Un reportage en caméra cachée, largement diffusé par les chaînes de télévision occidentale, montre la direction du Melia Cohíba de La Havane interdisant l’accès à Internet aux Cubains et le réservant aux clients de l’hôtel. Il sert de base à une campagne de Reporters sans frontières dénonçant la censure politique castriste. Problème : cette petite mise en scène est contredite par d’autres documents cités par la pseudo-ONG.
Le 20 mai 2009, Reporters sans frontières a publié une déclaration sur Cuba dans laquelle elle affirme que « n’importe qui peut naviguer sur Internet… sauf s’il est Cubain ». Pour étayer son propos, RSF présente une vidéo filmée en caméra cachée d’une scène où un Cubain se voit interdire l’accès à Internet dans un hôtel [1]. L’organisation ajoute qu’un « internaute risque jusqu’à 20 ans de prison s’il publie un article ‘contre-révolutionnaire’ (article 91) sur des sites Internet et cinq ans s’il se connecte illégalement a Internet ». Enfin, RSF rappelle que « Cuba reste la deuxième prison du monde pour les journalistes après la Chine » en soulignant que « 24 professionnels des médias » sont « emprisonnés sous le prétexte fallacieux d’être ‘des mercenaires à la solde des Etats-Unis’ » [2].

Données fournies ::
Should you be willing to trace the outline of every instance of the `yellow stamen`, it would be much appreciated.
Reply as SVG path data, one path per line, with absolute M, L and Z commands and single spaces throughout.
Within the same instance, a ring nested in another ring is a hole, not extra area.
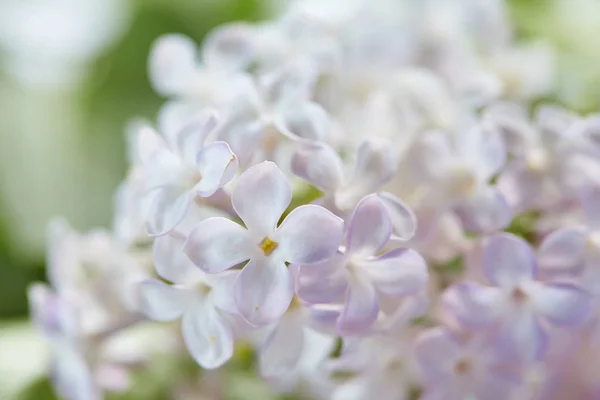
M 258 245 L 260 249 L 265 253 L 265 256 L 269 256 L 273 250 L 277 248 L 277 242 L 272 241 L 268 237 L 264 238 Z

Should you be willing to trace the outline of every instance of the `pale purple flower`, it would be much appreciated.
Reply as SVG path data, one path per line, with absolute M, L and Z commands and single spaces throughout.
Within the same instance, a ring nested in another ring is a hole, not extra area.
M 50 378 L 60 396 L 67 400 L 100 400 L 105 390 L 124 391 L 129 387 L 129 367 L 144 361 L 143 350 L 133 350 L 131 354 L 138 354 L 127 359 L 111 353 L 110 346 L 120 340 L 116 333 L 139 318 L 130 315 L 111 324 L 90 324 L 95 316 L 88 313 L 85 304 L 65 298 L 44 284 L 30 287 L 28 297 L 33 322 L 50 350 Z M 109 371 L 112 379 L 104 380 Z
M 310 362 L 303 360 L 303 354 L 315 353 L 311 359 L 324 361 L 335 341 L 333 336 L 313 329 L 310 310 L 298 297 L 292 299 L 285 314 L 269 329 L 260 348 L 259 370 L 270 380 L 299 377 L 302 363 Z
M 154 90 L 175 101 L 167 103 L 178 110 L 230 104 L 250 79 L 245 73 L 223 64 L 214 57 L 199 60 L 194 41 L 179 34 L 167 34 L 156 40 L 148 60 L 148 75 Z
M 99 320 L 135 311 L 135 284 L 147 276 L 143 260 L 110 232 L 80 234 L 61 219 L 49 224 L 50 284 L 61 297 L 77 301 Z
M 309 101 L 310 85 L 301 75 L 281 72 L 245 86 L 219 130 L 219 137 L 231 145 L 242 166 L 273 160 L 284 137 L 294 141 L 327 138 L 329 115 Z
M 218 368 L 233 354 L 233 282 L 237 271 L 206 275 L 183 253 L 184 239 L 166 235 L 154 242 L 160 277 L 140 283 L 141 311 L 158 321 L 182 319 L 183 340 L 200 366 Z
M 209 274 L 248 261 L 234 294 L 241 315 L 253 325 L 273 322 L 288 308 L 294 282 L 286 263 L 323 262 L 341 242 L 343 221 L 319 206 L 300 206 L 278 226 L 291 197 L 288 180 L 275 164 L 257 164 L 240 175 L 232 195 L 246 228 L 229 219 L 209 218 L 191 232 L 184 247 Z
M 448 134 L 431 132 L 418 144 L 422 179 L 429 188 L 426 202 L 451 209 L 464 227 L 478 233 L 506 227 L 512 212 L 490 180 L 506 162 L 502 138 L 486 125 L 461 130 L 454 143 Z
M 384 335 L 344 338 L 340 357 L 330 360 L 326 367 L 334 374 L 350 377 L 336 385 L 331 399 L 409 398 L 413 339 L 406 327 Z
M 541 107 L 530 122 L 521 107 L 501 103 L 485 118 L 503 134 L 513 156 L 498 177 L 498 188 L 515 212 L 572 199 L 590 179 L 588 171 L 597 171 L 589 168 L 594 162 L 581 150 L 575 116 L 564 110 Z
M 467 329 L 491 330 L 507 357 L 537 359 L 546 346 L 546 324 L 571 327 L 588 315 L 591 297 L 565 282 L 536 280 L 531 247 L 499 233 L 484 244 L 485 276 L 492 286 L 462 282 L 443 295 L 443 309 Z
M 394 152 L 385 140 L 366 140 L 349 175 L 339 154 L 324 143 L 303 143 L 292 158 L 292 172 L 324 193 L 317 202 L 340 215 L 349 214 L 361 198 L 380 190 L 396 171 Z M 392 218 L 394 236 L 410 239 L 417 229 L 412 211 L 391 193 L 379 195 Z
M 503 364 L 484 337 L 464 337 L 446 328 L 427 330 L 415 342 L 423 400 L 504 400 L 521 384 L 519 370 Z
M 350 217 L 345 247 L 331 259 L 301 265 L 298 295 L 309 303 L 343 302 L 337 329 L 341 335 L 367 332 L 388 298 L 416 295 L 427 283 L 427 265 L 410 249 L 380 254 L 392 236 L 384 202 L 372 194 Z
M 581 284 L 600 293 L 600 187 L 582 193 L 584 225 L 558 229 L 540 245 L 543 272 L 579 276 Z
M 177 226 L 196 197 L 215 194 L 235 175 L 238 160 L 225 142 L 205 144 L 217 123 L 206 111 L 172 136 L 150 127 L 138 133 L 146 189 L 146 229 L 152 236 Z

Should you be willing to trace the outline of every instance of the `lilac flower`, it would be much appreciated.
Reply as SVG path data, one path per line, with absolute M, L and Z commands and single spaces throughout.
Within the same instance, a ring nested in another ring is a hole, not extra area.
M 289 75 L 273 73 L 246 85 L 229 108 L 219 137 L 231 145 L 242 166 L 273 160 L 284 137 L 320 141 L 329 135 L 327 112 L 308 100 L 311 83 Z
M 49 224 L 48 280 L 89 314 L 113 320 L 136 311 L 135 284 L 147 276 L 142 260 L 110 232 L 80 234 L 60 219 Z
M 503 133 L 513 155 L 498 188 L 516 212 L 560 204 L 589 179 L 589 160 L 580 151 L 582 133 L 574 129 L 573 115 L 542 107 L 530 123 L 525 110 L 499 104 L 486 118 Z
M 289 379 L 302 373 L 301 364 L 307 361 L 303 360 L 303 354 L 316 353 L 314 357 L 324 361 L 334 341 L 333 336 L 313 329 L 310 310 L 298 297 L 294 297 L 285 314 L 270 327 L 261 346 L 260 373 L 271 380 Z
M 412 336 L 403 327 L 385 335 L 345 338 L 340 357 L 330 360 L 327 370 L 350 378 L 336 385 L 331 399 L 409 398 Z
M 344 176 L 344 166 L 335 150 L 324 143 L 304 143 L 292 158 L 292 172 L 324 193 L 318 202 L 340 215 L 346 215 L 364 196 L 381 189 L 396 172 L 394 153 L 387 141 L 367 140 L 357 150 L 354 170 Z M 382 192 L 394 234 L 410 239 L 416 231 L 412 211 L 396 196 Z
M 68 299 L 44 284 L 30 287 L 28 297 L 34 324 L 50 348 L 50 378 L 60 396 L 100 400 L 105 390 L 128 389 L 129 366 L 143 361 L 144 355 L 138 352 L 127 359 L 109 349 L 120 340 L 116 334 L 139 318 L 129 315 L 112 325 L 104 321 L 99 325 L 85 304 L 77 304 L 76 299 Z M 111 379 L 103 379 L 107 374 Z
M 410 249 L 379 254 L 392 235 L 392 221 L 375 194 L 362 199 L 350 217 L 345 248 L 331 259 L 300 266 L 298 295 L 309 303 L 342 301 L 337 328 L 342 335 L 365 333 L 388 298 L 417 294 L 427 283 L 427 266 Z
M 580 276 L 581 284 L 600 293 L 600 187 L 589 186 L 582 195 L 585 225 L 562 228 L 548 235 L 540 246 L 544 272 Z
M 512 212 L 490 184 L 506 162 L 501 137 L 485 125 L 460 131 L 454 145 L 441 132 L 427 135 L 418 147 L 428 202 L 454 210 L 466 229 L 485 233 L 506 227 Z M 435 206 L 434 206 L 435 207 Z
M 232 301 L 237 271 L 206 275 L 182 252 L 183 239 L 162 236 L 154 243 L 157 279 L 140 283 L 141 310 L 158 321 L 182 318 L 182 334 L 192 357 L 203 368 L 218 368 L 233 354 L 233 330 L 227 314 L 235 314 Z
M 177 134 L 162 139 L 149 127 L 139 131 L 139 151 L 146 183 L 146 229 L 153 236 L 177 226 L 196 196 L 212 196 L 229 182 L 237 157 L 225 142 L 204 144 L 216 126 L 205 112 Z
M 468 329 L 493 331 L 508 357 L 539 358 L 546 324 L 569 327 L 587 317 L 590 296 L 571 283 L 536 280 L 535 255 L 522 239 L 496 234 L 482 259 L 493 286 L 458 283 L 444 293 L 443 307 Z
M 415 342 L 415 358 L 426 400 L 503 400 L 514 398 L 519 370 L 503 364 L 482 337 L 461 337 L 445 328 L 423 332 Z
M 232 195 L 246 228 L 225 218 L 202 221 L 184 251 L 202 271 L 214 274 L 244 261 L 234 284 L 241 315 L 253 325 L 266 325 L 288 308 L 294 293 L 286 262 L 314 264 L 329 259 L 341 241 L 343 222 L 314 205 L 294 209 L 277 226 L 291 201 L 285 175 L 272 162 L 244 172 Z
==
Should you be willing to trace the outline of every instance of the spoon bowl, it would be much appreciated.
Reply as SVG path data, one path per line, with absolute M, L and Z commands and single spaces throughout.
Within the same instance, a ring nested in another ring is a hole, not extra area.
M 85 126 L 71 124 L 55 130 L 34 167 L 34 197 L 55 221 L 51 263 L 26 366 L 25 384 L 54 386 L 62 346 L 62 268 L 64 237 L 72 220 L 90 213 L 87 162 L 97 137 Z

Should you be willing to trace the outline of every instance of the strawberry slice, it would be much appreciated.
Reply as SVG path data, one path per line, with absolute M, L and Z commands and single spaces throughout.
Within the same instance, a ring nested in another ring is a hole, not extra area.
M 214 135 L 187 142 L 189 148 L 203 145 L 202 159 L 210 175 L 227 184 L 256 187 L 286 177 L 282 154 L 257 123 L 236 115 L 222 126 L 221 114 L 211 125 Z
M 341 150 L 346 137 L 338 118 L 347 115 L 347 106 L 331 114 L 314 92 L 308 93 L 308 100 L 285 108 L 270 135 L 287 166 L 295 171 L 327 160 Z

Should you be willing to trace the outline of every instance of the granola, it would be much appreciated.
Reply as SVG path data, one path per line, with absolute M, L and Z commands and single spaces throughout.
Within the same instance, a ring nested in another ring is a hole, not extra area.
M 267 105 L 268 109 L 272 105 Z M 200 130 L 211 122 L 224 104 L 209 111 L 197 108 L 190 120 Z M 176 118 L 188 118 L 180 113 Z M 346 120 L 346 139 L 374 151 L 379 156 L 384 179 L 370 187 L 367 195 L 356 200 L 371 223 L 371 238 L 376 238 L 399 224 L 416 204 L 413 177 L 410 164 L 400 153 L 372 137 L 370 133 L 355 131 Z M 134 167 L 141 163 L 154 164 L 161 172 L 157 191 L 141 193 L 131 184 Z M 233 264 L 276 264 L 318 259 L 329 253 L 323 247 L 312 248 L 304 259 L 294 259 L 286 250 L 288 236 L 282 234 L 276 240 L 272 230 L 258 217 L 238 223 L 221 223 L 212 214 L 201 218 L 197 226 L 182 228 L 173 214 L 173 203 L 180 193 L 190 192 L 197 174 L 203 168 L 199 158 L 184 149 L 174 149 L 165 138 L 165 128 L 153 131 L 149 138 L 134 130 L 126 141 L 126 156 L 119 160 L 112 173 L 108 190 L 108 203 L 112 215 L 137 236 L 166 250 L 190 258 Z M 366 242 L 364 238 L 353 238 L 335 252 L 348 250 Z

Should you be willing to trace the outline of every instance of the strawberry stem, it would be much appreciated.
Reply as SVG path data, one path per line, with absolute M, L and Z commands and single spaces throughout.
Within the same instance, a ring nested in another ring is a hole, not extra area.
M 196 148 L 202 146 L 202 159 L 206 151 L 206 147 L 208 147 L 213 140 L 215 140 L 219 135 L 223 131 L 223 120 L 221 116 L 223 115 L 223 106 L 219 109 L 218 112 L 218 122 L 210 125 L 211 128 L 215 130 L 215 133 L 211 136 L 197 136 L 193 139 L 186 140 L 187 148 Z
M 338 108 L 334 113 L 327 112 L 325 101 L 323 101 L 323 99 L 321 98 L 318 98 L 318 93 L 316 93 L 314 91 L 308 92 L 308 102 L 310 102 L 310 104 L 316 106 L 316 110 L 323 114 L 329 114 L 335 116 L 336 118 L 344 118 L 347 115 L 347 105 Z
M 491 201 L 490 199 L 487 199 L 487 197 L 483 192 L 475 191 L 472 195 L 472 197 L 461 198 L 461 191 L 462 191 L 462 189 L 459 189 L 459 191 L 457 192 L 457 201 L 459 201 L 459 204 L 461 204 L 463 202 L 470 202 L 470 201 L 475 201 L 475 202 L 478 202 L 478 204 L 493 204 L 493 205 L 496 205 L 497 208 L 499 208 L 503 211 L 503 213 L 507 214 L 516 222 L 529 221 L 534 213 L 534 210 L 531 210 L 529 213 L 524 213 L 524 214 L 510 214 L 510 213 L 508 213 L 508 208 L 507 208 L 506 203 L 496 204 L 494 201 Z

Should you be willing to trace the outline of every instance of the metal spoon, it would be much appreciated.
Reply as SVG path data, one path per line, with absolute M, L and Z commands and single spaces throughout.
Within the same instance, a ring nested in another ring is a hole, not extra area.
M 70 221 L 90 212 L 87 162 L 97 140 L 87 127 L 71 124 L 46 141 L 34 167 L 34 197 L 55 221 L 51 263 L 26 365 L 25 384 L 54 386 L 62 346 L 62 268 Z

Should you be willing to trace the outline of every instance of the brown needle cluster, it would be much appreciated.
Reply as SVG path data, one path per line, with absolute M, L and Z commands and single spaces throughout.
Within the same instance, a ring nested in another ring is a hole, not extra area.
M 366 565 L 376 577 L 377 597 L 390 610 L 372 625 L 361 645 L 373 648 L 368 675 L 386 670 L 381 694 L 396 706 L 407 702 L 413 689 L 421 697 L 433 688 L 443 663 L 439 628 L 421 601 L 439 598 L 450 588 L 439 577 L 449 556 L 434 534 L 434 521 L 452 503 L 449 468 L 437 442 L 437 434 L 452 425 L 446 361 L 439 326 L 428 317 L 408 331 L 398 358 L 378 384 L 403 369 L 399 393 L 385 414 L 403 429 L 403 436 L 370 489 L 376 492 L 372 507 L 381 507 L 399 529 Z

À faire ::
[1] Répondez aux questions suivantes à partir du texte source.
(a) Dans quel hôtel de La Havane le reportage en caméra cachée a-t-il été tourné ?
(b) À quelle date Reporters sans frontières a-t-elle publié sa déclaration sur Cuba ?
(c) Combien de professionnels des médias sont emprisonnés à Cuba selon Reporters sans frontières ?
[2] Remplacez « caméra cachée » par « caméra dissimulée » dans tout ce qui va de « Un reportage en » jusqu'à « par la pseudo-ONG. » du texte source, puis réécrivez ce passage.

Réponses ::
[1]
(a) Au Melia Cohíba.
(b) Le 20 mai 2009.
(c) 24.

[2]
Un reportage en caméra dissimulée, largement diffusé par les chaînes de télévision occidentale, montre la direction du Melia Cohíba de La Havane interdisant l’accès à Internet aux Cubains et le réservant aux clients de l’hôtel. Il sert de base à une campagne de Reporters sans frontières dénonçant la censure politique castriste. Problème : cette petite mise en scène est contredite par d’autres documents cités par la pseudo-ONG.